EXCERPT:
******************************

Story in Ilford Recorder (1985):
Valerie Green
FORTY years ago on
Wednesday, the Allies
celebrated VJ Day — which meant that the
worst war the world had ever known had
come to
an end?
And for 2,000-odd
Redbridge workers dawned
the realisation that their
sub-terranean working
days and nights were also
over.
These men and women
had done their bit for the
war effort in Britain's most
successful underground
factory — converted
Central Line tunnels linking
Redbridge, Gants Hill
and Wanstead stations.
Here Plessey's "secret
army" — the factory was one of the
most closely guarded wartime production secrets — turned out
vital components for the aircraft industry, such as fuel pumps and engine
starters.
With the approach of
war, the company had outgrown the
Ilford site and additional
space was found in Swindon,
Walthamstow
and Cardiff.
Then in 1942 came the
chance to take over the
unused Central Line extension.

******************************

Dataset excerpt
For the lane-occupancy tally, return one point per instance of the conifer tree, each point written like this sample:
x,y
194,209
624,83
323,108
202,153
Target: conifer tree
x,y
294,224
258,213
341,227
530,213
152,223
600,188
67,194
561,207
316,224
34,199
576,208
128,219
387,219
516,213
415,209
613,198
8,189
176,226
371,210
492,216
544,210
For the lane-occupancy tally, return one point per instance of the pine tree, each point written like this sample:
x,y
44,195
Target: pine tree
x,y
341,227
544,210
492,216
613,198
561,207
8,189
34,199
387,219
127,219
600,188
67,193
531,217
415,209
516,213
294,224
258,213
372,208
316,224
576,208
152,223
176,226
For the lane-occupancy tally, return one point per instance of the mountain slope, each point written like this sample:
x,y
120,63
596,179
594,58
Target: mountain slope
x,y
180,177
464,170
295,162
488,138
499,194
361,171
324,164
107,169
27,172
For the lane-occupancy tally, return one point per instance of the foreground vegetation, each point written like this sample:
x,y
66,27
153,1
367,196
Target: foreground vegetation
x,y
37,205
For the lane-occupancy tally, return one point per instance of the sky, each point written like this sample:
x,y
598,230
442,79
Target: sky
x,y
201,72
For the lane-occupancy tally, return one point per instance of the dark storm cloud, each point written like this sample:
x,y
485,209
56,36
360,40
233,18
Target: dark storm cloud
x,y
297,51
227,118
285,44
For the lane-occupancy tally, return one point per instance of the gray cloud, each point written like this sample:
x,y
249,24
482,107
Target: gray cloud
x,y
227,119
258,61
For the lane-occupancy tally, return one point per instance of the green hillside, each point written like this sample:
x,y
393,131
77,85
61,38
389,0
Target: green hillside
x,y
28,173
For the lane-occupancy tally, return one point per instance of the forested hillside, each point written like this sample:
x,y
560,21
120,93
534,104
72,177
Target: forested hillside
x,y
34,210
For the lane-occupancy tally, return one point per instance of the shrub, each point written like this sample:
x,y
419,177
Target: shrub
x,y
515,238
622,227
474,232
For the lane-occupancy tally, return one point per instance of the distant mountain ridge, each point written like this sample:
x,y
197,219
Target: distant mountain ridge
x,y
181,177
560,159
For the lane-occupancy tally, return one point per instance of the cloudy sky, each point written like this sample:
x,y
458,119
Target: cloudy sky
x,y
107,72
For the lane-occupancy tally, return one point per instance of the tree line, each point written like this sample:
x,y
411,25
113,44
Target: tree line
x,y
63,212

******************************

TASKS TO PERFORM:
1: Answer these questions using the Ilford Recorder story:
(a) Which three stations did the converted Central Line tunnels link?
(b) In what year did the chance to take over the unused Central Line extension come?
(c) In which places was additional space found when the company outgrew the Ilford site?
2: Write out the passage of the Ilford Recorder story starting with "These men and" and going on through "and Wanstead stations.".

THE SOLUTIONS:
1:
(a) Redbridge, Gants Hill and Wanstead.
(b) 1942.
(c) Swindon, Walthamstow and Cardiff.

2:
These men and women
had done their bit for the
war effort in Britain's most
successful underground
factory — converted
Central Line tunnels linking
Redbridge, Gants Hill
and Wanstead stations.